About this exercise: Retype every entry word for word.
____________________
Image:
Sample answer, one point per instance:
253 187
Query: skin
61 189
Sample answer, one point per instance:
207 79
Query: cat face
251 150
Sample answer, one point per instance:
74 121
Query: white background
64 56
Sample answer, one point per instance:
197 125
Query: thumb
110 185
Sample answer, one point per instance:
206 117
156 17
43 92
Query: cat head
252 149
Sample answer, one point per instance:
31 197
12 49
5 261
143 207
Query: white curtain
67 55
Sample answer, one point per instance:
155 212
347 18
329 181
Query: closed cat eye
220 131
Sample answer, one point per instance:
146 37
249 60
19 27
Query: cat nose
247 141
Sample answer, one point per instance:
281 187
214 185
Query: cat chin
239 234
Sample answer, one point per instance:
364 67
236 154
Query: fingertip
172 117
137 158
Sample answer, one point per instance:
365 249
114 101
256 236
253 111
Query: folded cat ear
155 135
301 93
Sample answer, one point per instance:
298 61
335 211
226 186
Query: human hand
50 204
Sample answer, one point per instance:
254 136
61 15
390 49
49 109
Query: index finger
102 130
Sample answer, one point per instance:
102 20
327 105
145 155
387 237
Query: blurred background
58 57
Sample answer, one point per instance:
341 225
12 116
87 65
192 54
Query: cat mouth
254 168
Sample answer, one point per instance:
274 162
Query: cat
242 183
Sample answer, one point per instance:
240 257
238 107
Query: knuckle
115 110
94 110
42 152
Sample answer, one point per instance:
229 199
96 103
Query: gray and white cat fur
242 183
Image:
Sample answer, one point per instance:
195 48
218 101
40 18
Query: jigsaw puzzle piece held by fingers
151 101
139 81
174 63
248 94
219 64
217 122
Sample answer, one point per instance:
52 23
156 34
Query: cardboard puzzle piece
____________________
Finished exercise:
Image:
Sample answer, one point per instance:
253 187
Query: skin
61 189
Sample answer, one point per instance:
207 79
Query: cat face
251 150
Sample answer, one point per instance:
74 121
Query: white background
64 56
Sample answer, one point per instance:
197 125
Query: thumb
110 185
Sample answer, one point per instance:
206 117
156 17
43 92
Query: cat head
252 149
Sample answer, one point per instance:
31 197
12 49
5 261
143 207
Query: white curtain
67 55
Sample answer, one point per instance:
155 212
347 18
329 181
Query: closed cat eye
220 131
Sample answer, one point per instance:
146 37
249 60
19 27
Query: cat nose
247 141
Sample answer, one point per instance:
281 187
214 185
Query: cat chin
239 234
Sample answer, one point per instance:
364 67
236 154
Query: fingertip
172 117
137 158
Sample answer, one point per instance:
365 249
114 101
256 236
253 111
Query: folded cat ear
155 135
301 93
Sample answer, one point per instance:
298 61
335 211
226 186
Query: human hand
50 204
Sample answer, one point per instance:
254 136
61 15
390 49
49 109
Query: index finger
102 130
Sample answer, one point per instance:
102 20
327 105
145 155
387 237
Query: blurred background
58 57
Sample answer, one point per instance:
341 225
12 116
87 65
192 54
Query: cat mouth
254 168
Sample answer, one point per instance:
274 162
Query: cat
242 183
Sample answer, one point per instance:
240 257
238 107
Query: knuckle
115 110
94 110
42 152
Sample answer, one point per instance:
229 199
96 103
Query: gray and white cat fur
242 183
Image:
Sample answer, one point per instance:
195 48
218 101
40 18
Query: jigsaw puzzle piece held by fingers
151 101
139 81
174 63
248 94
219 64
217 122
Sample answer, one point per instance:
52 23
156 34
Query: cardboard puzzle piece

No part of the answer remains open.